Please rewrite all of the data below as a Markdown table with the columns Row and Line, numbering each line and skipping blank lines.

Material shown:
:::::
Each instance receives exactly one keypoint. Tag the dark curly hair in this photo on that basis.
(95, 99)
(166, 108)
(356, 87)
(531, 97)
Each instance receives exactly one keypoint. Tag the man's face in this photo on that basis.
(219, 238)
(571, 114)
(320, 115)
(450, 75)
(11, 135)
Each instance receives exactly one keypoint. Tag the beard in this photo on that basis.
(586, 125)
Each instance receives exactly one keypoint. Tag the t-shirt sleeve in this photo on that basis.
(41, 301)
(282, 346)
:::::
Result of the task:
| Row | Line |
|---|---|
| 1 | Each instance receives exactly one keypoint. Tag the dark curly hair in this photo on that basis. |
| 2 | (95, 99) |
| 3 | (166, 108) |
| 4 | (356, 87) |
| 5 | (531, 97) |
| 6 | Each instance receives exactly one keypoint. Tag the man's face in this photo on that basis. |
| 7 | (219, 238) |
| 8 | (571, 114) |
| 9 | (320, 115) |
| 10 | (450, 75) |
| 11 | (11, 135) |
| 12 | Each instance receives exactly one keypoint. Tag the beard in this photo on that basis. |
| 13 | (586, 125) |
| 14 | Each instance receives exactly one keypoint. Tag the t-shirt sleeve in this photo on that basis. |
| 15 | (41, 301) |
| 16 | (282, 346) |